**ФОРМУЛИРОВКА ЗАДАНИЯ:** Какое место режиссер в исходном тексте называет для себя местом силы?

**ИСХОДНЫЙ ТЕКСТ:**
Сегодня публикуем интервью с главным режиссером театра кукол им. С.В.Образцова – Борисом Анатольевичем Константиновым. Изначально разговор задумывался как интервью о лаборатории, но получилось другое. Разговор о стихиях, Байкале, профессии кукольника и задаче театра – оживлять неживое.
– Почему вы решили обратиться к «поэзии» стихий?
Я заметил, что в каждом из моих спектаклей присутствует та или иная стихия. Земля, вода, воздух, огонь – не фон в спектакле, не просто, когда что-то происходит на фоне воды. Стихия существует как персонаж. Вода гремучая, вода стоячая у Чингиза Айтматова (речь идет о спектакле - «Пегий пес, бегущий краем моря» – прим.авт.). Борьба огня и воды в «Синей птице», вода и огонь, творящие пар в этом же спектакле. Этот пар стал для меня новой сценой, как мир, в котором жили неродившиеся дети. Это все театр, это все немного бутафория. И я подумал, что каждому из кукольников, кто сегодня соберется на нашей лаборатории, когда-то придется участвовать в спектакле, когда стихия как выразительное средство, как партнер, как персонаж. Это, наверное, самое первое, можно сказать педагогическое. Во-вторых, само место продиктовало. Сам Байкал. Для меня он является местом силы.
Еще одна причина – подарить ребятам некую свободу, вывести их за пределы сценической коробки. Театр наш, кукольный, как бы это странно не звучало, бутафорский – мы всё делаем. А здесь хотелось поймать за хвост настоящий ветер, нужно было только придумать, что будет опираться на воздух – так появились воздушные змеи. Огонь. Мы имеем право разжечь костер, и быть рядом с ним. Вода. Байкал рядом. Не просто вода, а святая вода, наполненная энергией, жизнью. Я наблюдаю за своей дочерью Ией, которая приболела, но она идет купаться, и второй день прекрасно себя чувствует.

**СТРОКИ ДАННЫХ:**

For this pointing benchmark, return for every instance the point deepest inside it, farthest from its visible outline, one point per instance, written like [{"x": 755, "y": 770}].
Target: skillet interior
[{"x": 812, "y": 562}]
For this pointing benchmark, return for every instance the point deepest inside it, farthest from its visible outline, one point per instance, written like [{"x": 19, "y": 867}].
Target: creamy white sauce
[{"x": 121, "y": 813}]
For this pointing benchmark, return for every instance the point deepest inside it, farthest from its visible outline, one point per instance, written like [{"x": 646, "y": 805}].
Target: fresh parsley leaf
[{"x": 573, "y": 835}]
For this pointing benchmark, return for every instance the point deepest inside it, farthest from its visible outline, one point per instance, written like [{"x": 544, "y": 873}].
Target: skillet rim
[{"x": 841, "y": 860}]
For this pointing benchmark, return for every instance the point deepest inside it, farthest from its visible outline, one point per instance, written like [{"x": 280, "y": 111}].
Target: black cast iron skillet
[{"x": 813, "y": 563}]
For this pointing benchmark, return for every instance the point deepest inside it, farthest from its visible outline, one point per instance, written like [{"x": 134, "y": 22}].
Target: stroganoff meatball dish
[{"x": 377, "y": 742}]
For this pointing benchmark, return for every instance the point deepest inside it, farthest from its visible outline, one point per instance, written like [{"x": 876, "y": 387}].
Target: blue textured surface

**ОТВЕТ НА ЗАДАНИЕ:** Байкал.